Description of the task - Repeat exactly the lines that run from the one containing "of the grassy" to the end of the data, and leave out all others.
-- BEGIN Dataset extract --
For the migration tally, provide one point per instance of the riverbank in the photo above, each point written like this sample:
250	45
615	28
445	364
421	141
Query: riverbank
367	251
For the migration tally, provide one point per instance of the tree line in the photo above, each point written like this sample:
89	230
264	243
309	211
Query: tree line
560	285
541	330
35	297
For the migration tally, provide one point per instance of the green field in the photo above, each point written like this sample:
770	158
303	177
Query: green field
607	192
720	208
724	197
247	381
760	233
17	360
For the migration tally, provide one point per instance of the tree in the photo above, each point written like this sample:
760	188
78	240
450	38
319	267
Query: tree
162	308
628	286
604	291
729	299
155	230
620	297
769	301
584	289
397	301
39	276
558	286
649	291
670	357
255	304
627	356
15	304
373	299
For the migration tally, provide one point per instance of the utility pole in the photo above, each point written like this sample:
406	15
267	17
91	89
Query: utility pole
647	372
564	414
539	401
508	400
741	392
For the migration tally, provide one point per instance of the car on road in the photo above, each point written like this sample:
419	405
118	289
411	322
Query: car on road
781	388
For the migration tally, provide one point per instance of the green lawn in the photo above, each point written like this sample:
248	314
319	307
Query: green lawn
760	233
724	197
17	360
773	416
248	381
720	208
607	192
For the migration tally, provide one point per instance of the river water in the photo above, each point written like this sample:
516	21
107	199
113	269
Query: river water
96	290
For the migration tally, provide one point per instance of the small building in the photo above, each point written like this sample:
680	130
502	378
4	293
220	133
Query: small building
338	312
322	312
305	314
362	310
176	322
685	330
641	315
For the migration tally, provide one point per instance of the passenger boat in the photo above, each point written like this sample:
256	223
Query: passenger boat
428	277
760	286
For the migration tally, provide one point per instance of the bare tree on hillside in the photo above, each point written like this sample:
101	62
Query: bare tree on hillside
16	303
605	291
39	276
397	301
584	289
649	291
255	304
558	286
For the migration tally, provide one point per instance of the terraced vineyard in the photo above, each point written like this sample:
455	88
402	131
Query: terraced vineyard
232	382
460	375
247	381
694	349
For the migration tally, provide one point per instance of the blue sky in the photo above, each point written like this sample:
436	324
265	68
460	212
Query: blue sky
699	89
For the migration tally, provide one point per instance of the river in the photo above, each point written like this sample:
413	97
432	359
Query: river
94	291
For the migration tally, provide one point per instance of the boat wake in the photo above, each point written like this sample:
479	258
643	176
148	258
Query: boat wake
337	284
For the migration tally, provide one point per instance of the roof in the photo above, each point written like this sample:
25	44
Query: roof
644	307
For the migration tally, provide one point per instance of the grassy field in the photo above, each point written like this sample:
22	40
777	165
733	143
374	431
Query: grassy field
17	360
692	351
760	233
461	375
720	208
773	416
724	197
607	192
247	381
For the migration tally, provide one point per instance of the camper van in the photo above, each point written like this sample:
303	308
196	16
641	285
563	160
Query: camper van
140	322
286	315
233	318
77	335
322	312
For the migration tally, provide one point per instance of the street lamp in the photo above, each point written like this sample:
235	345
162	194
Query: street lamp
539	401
-- END Dataset extract --
Expected answer -
For the migration tally, provide one point per instance of the grassy field in the photo above, each point written like this sample:
22	40
777	165
733	143
374	431
Query: grassy field
17	360
692	351
760	233
461	375
720	208
773	416
724	197
607	192
247	381
For the migration tally, provide one point per instance of the camper van in the photo above, each point written like this sample:
303	308
196	16
641	285
563	160
Query: camper van
140	322
286	315
233	318
77	335
322	312
For the migration tally, provide one point per instance of the street lamp in the photo above, each point written like this sample:
235	345
162	194
Query: street lamp
539	401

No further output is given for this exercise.